This one is good but the content doesn’t speak to me like the above. Would have been nice if OP had added a writing style suggestion to the prompt. Vanilla LLM text is sad
eh, am very biased as I design similar sites but I honestly prefer these to what would be likely string of random social media posts.
I like having relevant graphics stickied while text is displayed alongside it (assuming by blog post you mean the typical page-like top to bottom approach).
edit: damn, if these designs are hated what modern approaches do people like? I feel like scroll based text is a relatively unexplored idea compared to the typical blog post.
When it comes to web content, I vastly prefer web like interfaces that you can't reproduce in print.
While I'm not that against to such a web page (when viewing it on a monitor, not a phone) I'd say follow these points:
• Don't hijack any browser functionality. Scrolling shall scroll the document, the end.

RECORD EXTRACTS
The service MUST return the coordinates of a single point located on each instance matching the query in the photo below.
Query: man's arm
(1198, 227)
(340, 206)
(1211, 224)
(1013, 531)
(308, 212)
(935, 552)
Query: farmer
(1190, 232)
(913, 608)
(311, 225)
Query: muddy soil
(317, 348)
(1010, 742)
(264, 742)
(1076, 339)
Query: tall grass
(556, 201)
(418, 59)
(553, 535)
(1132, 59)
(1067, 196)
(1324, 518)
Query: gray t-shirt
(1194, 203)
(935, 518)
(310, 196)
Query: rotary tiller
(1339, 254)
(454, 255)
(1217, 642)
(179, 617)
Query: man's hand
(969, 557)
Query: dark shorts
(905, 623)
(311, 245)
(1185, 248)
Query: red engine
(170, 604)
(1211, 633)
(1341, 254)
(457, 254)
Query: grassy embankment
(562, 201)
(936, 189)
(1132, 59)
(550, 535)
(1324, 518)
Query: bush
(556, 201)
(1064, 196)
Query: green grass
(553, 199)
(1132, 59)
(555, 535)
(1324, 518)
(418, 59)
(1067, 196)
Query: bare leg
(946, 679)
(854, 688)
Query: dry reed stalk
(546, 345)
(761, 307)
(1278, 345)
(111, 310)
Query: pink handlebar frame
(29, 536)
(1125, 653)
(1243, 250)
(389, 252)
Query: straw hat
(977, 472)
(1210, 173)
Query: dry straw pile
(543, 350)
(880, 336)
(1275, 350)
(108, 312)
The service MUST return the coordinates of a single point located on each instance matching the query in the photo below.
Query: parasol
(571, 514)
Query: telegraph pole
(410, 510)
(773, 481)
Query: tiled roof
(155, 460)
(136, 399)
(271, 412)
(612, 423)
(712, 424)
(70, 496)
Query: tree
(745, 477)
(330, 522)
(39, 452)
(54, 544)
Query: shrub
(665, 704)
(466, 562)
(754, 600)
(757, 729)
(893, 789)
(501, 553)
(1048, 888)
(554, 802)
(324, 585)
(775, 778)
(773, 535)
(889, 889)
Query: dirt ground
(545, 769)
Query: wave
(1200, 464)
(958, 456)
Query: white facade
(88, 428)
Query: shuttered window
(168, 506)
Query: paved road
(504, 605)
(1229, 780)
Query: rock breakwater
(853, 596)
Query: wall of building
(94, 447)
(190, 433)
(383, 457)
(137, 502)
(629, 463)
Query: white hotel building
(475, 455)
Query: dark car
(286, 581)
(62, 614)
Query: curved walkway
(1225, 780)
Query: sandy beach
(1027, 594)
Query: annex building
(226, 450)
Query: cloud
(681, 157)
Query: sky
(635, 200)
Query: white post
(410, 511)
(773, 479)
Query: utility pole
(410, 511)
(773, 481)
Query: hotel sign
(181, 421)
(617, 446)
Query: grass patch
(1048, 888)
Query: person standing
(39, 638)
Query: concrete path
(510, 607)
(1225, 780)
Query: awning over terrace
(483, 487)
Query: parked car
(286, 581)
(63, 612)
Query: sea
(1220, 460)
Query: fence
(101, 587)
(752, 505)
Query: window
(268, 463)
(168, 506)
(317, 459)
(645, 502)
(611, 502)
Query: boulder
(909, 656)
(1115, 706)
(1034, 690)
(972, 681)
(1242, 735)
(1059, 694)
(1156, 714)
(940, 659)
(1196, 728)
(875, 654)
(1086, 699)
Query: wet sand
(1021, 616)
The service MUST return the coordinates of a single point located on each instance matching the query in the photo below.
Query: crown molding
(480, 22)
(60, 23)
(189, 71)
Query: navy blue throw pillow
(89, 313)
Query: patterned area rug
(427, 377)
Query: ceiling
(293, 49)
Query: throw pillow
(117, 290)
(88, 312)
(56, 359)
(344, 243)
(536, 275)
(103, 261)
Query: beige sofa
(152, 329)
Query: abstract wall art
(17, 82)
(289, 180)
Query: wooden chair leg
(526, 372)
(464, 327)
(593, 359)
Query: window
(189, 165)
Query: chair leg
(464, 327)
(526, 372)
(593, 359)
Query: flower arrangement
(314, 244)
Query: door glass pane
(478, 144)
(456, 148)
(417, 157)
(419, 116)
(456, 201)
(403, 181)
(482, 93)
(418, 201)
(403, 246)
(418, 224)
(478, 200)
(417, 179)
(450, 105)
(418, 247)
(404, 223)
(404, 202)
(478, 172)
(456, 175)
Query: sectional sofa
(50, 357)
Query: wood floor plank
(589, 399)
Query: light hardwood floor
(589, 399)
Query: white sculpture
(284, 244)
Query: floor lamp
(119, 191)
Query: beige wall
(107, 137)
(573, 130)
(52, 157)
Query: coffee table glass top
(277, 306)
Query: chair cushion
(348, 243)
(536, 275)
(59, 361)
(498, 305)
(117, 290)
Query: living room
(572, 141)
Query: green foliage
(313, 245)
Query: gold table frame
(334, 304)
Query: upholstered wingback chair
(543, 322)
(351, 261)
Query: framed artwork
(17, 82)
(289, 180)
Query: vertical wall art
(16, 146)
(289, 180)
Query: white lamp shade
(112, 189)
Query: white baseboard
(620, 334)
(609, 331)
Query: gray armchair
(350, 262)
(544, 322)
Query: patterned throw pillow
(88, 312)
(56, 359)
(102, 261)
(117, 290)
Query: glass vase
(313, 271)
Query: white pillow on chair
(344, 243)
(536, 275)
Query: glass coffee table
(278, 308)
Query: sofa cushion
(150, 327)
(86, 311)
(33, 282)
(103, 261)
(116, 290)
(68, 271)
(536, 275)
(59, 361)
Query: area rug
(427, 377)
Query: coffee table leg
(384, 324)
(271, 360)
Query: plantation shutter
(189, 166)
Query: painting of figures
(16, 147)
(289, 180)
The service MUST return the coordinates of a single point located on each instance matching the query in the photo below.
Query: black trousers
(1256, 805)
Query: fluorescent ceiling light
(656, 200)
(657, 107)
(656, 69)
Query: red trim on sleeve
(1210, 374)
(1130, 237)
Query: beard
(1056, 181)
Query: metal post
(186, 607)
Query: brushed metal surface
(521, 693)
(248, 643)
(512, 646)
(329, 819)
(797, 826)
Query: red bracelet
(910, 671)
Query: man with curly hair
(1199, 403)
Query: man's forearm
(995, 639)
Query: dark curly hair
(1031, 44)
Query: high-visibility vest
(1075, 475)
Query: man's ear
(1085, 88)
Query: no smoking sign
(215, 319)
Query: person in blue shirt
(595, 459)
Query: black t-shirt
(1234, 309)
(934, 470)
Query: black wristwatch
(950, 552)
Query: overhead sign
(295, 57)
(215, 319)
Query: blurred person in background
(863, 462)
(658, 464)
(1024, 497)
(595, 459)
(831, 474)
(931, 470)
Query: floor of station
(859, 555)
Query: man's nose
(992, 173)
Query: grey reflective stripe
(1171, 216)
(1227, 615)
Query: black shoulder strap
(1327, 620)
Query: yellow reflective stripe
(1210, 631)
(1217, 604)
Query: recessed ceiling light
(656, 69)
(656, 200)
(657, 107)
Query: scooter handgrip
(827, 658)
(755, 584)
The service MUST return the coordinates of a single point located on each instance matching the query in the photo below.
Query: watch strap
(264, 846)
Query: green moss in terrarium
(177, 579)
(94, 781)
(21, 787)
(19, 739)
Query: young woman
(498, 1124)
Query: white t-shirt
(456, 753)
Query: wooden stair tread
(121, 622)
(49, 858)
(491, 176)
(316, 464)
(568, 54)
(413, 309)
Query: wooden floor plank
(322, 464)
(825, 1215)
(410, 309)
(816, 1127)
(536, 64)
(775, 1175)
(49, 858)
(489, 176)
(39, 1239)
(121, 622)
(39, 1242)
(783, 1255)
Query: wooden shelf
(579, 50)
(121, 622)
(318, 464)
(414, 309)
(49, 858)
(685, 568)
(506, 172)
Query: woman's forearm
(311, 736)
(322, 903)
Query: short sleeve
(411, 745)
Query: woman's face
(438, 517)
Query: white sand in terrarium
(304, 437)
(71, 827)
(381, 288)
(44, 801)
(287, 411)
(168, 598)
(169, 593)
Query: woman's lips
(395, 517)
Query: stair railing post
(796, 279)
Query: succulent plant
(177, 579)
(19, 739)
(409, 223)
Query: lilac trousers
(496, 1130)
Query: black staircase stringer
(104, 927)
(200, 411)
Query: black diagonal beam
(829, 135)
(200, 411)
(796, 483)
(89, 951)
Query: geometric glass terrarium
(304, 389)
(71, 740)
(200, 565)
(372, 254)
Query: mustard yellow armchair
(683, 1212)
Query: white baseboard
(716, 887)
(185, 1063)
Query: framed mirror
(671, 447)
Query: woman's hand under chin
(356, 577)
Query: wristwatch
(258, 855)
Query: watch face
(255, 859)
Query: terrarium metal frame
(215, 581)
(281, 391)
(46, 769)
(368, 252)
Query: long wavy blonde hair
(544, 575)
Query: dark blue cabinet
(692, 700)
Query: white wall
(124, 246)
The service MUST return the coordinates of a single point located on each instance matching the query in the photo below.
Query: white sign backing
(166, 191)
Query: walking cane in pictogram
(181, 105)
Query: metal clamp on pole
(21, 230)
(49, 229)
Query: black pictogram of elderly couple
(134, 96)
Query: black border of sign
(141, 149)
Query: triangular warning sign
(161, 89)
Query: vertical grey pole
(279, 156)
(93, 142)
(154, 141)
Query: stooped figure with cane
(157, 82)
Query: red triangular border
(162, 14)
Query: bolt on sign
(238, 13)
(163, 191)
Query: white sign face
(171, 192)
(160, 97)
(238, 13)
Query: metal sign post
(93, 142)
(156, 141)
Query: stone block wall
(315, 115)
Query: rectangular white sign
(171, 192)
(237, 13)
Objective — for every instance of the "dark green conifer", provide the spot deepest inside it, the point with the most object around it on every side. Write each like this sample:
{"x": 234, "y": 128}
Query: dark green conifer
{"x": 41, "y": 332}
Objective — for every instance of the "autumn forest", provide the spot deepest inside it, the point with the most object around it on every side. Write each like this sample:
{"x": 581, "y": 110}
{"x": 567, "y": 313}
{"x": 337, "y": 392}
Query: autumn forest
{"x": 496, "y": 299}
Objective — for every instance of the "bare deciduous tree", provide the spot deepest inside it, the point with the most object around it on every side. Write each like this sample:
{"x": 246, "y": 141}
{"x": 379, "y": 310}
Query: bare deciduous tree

ASSIGNED TASK
According to the web design discussion, what kind of interface does one commenter vastly prefer for web content? The records have no connection to the web design discussion.

REPLY TO THE TASK
Web-like interfaces that cannot be reproduced in print.